▸ **DIRECTIVE**: Copy out, exactly as written, only the line containing "point: furled sail" and the lines after it through the end of the records.

[Point placement records]
════════════════════

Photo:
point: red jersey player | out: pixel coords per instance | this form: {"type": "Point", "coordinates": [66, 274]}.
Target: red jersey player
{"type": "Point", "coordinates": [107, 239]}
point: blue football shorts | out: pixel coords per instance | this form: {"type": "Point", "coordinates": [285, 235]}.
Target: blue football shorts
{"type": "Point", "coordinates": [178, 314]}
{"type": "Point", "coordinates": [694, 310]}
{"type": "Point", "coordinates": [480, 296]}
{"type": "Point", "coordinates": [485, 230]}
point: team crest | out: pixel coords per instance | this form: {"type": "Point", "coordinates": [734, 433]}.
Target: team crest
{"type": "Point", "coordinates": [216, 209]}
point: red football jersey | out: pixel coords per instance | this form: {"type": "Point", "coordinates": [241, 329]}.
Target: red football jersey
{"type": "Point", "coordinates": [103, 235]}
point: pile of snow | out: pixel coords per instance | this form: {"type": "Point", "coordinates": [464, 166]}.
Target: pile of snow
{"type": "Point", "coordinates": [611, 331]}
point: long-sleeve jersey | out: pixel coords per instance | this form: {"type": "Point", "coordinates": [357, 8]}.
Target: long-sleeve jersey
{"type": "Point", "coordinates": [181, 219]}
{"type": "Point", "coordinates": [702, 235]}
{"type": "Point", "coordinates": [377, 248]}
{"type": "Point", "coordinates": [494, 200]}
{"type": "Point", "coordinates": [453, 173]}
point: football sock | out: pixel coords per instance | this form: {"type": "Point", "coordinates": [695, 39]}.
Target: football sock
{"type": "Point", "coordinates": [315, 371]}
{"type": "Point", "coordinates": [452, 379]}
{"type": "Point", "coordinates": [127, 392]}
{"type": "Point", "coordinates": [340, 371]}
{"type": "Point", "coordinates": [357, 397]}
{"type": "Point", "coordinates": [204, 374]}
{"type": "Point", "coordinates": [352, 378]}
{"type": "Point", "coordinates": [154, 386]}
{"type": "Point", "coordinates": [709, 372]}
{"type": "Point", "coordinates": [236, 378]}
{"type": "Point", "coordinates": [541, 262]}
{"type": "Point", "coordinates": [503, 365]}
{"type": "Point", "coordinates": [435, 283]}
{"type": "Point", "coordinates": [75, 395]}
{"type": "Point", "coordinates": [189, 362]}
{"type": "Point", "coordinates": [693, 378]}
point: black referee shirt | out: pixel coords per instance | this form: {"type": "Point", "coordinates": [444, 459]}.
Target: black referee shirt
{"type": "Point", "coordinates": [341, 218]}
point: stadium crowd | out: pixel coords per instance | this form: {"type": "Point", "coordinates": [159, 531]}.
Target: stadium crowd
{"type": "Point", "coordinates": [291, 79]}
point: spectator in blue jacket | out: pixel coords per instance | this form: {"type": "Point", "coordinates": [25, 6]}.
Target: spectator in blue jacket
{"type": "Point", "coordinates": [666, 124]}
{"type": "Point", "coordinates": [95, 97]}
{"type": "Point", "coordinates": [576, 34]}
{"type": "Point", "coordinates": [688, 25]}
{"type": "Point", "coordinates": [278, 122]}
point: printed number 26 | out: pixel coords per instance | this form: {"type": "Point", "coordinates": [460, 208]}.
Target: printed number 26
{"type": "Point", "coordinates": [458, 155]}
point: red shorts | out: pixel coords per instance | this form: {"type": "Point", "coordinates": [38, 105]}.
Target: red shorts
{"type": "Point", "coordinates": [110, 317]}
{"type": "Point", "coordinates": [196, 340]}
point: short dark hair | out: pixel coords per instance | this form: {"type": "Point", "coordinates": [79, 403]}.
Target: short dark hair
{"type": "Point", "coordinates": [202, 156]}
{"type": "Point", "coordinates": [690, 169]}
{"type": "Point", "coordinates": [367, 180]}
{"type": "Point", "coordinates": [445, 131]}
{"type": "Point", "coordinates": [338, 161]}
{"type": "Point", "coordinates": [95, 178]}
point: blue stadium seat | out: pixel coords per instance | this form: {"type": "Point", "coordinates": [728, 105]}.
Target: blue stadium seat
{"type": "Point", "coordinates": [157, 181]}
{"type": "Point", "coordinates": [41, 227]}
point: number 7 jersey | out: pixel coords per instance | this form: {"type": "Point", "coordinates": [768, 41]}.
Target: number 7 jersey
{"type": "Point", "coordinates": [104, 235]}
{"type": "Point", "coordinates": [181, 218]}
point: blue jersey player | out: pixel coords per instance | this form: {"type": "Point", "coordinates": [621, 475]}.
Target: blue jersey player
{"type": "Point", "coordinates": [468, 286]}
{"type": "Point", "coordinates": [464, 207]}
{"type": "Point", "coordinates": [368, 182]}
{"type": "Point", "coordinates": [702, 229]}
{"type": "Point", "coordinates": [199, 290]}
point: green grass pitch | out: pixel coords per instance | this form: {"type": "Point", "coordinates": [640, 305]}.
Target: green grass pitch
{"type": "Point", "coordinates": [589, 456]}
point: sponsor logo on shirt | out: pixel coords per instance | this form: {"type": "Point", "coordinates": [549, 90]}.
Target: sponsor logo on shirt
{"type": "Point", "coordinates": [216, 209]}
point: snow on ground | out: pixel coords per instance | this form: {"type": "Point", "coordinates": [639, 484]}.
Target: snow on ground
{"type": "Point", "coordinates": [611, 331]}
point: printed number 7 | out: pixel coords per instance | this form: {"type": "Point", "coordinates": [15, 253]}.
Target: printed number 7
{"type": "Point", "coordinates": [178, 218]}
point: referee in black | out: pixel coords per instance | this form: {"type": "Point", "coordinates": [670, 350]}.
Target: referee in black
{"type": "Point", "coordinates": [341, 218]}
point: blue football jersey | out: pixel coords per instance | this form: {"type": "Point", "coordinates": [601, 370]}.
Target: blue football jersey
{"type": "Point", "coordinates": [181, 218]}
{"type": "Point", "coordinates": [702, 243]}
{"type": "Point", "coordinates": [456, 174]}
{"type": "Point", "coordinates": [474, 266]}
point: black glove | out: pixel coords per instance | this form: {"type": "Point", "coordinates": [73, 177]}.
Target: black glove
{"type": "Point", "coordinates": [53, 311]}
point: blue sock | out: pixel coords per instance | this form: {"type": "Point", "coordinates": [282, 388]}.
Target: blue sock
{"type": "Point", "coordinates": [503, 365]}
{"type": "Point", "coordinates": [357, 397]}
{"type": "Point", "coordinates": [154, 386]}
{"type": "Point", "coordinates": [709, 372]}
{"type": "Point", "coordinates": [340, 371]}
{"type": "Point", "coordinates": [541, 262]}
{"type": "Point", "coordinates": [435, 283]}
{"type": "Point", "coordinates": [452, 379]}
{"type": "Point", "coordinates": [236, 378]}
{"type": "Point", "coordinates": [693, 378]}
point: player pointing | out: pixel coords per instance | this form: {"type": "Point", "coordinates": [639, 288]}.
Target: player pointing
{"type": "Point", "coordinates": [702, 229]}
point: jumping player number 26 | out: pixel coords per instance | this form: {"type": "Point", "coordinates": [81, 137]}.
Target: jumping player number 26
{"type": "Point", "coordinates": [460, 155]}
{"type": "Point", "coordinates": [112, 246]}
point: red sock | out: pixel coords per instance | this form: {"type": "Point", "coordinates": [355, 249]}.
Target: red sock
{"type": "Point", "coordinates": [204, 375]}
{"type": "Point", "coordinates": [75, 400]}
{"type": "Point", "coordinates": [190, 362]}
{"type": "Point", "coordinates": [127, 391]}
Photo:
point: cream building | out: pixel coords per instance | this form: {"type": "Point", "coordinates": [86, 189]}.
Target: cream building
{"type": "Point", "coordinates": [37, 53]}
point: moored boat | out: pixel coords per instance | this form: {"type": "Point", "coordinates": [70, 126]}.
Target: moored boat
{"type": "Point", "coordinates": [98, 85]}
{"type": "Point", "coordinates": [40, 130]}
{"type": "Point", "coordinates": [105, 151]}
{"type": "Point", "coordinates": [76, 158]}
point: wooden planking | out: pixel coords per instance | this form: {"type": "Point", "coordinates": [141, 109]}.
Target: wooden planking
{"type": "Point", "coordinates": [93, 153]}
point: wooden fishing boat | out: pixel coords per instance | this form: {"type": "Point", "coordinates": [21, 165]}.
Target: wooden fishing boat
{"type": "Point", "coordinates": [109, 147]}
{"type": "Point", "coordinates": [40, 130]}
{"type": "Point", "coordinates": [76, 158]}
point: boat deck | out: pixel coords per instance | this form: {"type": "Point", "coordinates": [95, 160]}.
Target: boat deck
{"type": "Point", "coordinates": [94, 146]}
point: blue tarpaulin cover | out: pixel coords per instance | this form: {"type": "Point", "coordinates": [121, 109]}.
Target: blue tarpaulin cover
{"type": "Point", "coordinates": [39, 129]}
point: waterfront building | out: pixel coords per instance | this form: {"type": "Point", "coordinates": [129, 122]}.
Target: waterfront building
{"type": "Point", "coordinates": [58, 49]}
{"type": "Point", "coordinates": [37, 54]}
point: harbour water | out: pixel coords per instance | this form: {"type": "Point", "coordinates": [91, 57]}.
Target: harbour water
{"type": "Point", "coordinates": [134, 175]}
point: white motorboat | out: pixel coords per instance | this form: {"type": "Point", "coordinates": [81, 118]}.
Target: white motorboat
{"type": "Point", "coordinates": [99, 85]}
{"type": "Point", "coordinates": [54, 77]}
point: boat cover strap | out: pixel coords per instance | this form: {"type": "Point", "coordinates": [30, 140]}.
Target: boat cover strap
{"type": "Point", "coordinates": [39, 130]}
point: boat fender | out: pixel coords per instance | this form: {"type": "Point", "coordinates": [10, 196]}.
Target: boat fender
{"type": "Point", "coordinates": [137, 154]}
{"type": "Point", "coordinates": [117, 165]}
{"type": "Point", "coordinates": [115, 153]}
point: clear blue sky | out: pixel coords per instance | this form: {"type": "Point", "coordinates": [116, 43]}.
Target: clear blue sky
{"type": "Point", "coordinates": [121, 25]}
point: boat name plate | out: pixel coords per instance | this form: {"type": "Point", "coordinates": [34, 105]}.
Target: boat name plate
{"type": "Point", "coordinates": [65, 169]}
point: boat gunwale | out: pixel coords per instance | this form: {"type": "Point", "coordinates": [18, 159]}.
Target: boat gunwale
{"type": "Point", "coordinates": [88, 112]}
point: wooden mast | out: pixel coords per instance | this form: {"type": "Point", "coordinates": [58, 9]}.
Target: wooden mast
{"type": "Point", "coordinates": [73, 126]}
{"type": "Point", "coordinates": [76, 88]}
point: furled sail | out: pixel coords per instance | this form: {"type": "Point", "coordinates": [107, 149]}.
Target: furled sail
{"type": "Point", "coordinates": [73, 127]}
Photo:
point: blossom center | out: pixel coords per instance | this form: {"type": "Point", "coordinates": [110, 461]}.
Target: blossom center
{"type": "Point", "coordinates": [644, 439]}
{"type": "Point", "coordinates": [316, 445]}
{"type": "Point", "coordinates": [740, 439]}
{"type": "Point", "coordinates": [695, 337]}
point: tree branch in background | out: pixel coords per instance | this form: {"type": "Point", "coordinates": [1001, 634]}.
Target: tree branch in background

════════════════════

▸ **THE REPLY**:
point: furled sail | out: pixel coords per instance | this form: {"type": "Point", "coordinates": [107, 149]}.
Target: furled sail
{"type": "Point", "coordinates": [73, 127]}
Photo:
point: blossom center | out: pixel coords per instance | this form: {"type": "Point", "coordinates": [110, 461]}.
Target: blossom center
{"type": "Point", "coordinates": [644, 439]}
{"type": "Point", "coordinates": [316, 445]}
{"type": "Point", "coordinates": [740, 439]}
{"type": "Point", "coordinates": [695, 337]}
point: tree branch in background | out: pixel coords per instance | this form: {"type": "Point", "coordinates": [1001, 634]}.
Target: tree branch in background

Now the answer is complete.